What you have to do
From the post below on time travel in fiction, copy word for word the passage from "Self-Caused Time Travel" to "they will fail.".

Extract
# # # # # # #

Saturday, June 1, 2013

Three Coping Mechanisms for Problems in Imaginative Fiction

Self-Caused Time Travel Event

So there are two basic models of time travel; one model says that when you go back in time everything that happens after the point you traveled to gets reset, and the other says that time is fixed and while it is possible for a time traveler to affect the future/present that effect has already been determined and if they try to change something that they know for certain happened they will fail.

Now, there is a particular problem with the fixed-time model which many writers of imaginative fiction simply love to exploit, which is that in this model two events can simultaneously cause each other. For example, in the television show Gargoyles there was an evil wizard who was falling to his death when he was rescued by... himself. From the future. Who was saved in exactly the same manner. In fact, they actually showed the whole process of the older self instructing the younger self and eventually sending him back in time to become the older self saving and instructing the younger self. So why did this happen? When the wizard was falling to his death, was there any good reason to assume he would be rescued? Of course not! He was only saved because his future, time-traveling self had been saved by his own future, time-traveling self who had also been saved by his future, time-traveling self... You get the picture? These two events are causally cut off from everything else in the universe aside from those relating to the original birth of the wizard! It's completely illogical and it really gets on my nerves...

# # # # # # #

Data rows
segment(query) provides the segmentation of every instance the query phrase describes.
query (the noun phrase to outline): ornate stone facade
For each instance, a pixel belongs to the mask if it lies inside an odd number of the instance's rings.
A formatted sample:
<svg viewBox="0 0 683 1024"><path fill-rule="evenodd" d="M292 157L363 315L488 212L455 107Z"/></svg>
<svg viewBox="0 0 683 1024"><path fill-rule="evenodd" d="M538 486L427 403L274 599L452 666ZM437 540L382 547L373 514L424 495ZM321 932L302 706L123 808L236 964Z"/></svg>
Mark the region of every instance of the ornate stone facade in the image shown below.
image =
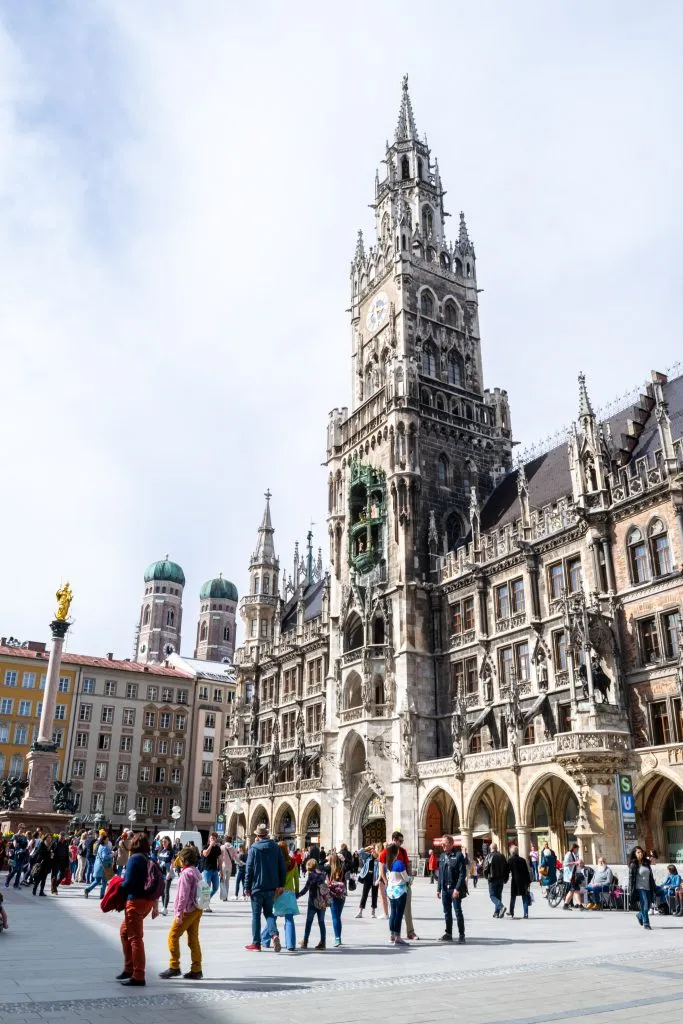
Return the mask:
<svg viewBox="0 0 683 1024"><path fill-rule="evenodd" d="M601 422L582 376L567 441L513 468L507 394L483 386L474 247L462 214L445 240L407 82L384 163L376 238L351 263L353 401L328 425L331 571L315 578L309 538L281 593L266 503L228 827L267 818L301 845L310 819L354 847L400 827L420 852L446 829L470 849L577 837L618 860L618 770L643 841L671 849L683 379L653 374Z"/></svg>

# # # # # # #

Written solution
Self-Caused Time Travel Event

So there are two basic models of time travel; one model says that when you go back in time everything that happens after the point you traveled to gets reset, and the other says that time is fixed and while it is possible for a time traveler to affect the future/present that effect has already been determined and if they try to change something that they know for certain happened they will fail.